— Texte à lire —
※

Article d’Axel Sochon (IGE 2020)

 

Comment l’électricité, que vous utilisez en ce moment-même pour lire ces lignes, est-elle arrivée jusqu’à chez vous ? Avoir accès à l’électricité 24h/24, 365 jours sur 365, année après année est devenue une évidence. Mais il convient d’affirmer une chose : nous avons beaucoup de chance ! Le réseau électrique est en effet un système très complexe.

Les énergies renouvelables se distinguent des énergies conventionnelles. Si elles offrent un moyen de production décarboné, elles sollicitent aussi certains défis sur le réseau électrique. Cet article vise à appréhender les limites physiques de l’intégration des énergies renouvelables sur notre mix électrique ainsi que les solutions à ces contraintes.

 

Consommation = Production

LA base du réseau électrique se trouve dans cette équation. A chaque instant, la puissance électrique injectée sur le réseau doit être égale à la puissance consommée. La vitesse du signal électrique dans un fil de cuivre est d’environ 200 000 km par seconde. Autrement dit, l’électricité que vous utilisez en ce moment est produite au même instant dans une centrale de production.

Mais Jamie, comment peut-on, à chaque seconde, produire exactement ce que l’on consomme ?

Via des estimations statistiques, il est assez facile de prévoir la consommation d’un territoire. Côté production, il « suffit » ensuite d’injecter sur le réseau ce niveau de puissance estimée. Evidemment, l’équation n’est pas toujours respectée.  Rappelons que le réseau électrique français possède une fréquence de 50 Hz :

  • Si Production > Consommation : la fréquence augmente.
  • Si Production < Consommation : la fréquence diminue.

Ainsi, si Consommation ≠ Production, la fréquence se détourne de sa valeur nominale de 50 Hz.

Pourquoi est-ce important de rester à cette fréquence nominale ?

※

— Données extraites —
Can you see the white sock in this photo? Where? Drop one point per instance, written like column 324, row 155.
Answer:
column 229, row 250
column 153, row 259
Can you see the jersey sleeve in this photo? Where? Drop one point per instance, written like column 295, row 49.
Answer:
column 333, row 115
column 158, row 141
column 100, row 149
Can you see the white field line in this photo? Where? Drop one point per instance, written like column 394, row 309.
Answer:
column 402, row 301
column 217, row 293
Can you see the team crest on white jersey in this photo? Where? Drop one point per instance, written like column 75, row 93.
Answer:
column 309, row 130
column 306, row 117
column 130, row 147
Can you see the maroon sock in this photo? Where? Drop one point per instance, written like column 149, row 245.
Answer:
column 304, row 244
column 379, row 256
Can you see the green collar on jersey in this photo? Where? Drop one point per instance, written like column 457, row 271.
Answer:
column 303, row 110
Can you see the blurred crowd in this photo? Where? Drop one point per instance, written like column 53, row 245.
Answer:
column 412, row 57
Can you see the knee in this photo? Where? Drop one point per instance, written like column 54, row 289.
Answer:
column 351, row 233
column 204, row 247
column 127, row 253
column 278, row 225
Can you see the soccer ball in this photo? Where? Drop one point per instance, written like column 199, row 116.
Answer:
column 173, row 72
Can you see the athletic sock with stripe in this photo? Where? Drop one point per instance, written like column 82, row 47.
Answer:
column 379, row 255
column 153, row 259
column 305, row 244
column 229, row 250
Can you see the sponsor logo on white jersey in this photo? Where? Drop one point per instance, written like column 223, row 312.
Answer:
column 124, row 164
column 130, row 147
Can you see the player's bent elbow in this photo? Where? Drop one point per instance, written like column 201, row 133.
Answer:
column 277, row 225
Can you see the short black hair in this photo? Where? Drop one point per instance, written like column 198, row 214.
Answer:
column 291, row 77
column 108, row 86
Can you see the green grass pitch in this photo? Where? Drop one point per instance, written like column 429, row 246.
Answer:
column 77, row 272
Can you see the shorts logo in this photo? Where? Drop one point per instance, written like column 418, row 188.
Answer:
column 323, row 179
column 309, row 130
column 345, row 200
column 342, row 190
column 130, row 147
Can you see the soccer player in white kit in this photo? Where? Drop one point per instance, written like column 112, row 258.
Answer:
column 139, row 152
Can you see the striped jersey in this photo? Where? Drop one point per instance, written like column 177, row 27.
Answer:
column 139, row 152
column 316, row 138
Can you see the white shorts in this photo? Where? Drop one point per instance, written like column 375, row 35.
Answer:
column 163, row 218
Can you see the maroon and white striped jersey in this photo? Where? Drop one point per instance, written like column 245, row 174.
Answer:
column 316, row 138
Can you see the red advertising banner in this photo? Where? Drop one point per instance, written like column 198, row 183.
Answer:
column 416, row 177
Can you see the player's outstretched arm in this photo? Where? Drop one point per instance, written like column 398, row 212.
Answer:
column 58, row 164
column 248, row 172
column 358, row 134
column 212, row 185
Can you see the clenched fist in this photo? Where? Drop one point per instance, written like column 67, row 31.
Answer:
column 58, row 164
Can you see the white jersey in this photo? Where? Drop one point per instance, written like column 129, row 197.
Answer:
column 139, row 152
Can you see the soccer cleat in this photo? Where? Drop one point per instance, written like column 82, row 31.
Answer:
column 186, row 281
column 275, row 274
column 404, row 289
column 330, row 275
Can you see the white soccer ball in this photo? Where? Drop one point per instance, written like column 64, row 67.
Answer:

※

— Consigne —
Poursuivez le texte sur le réseau électrique et les énergies renouvelables en reprenant juste après sa dernière phrase.

— Corrigé —
Côté production, l’électricité est fournie via des alternateurs qui tournent sur eux-mêmes pour produire de l’électricité (à l’exception des centrales PV). La plupart d’entre elles sont des machines synchrones, c’est-à-dire qu’elles tournent à la vitesse du synchronisme du réseau électrique, soit 50 Hz ou 50 tours par seconde. [1]

Par exemple, si la production est inférieure à la consommation, la fréquence du réseau peut chuter à 48 Hz, l’ensemble de ces machines tournent alors à 48 tours par seconde1. Or, elles sont dimensionnées pour tourner à 50 tours par seconde1. Ce différent de vitesse peut les endommager, à partir d’un certain seuil de fréquence, elles peuvent se déconnecter du réseau aggravant ainsi le manque d’énergie produite. Avec un effet cascade, il y a alors un risque de black-out.

 

Énergies renouvelables, énergies intermittentes, quésaco ?

Quelles sont les sources d’énergies dites intermittentes ?

  • L’éolien et le solaire sont des énergies intermittentes à l’échelle de l’heure. C’est-à-dire que leur production fluctue à l’échelle de l’heure sans possibilité de les contrôler.
  • L’hydraulique au fil de l’eau est une énergie intermittente à l’échelle d’une année. Lors de la fonte des glaces au printemps, il y a un surplus d’eau, donc un surplus d’énergie disponible.

L’intermittence de l’hydraulique est anecdotique pour assurer l’équilibre production = consommation du réseau. Dans cet article, seuls seront considérés comme énergies intermittentes l’éolien et le solaire. Par la suite, le terme EnR fera référence à ces, et seulement ces, deux types d’énergie.

 

Équilibre et intermittence ne font pas bon ménage

Comme vous vous en doutez, les énergies intermittentes rendent difficile l’estimation de la production en temps réel. Leurs puissances disponibles dépendent des conditions météorologiques qui peuvent varier d’un instant à un autre. Pour les panneaux solaires, la température, la propreté des panneaux sont aussi des facteurs influents sur leurs niveaux de production. Pour les éoliennes, il est à noter que la production d’énergie est fonction du cube de la vitesse. Autrement dit, si les pales d’une éolienne tournent deux fois plus vite, elles produisent 8 fois plus d’électricité. Cela traduit en partie la difficulté de prévoir la production d’électricité éolienne.

Les EnR se distinguent donc des énergies dites pilotables, comme le nucléaire, les centrales thermiques ou encore l’hydraulique. En plus de devoir estimer la consommation, RTE (Réseau de Transport d’Electricité, l’entreprise gestionnaire du réseau public de transport d’électricité haute tension en France métropolitaine), fait aujourd’hui face à un nouvel enjeu : prédire la production des EnR. Enjeu qui, par le passé, n’existait pas, toutes les sources de production étant pilotables.

 

Les solutions et leurs limites

L’écrêtement, la solution de dernier recours.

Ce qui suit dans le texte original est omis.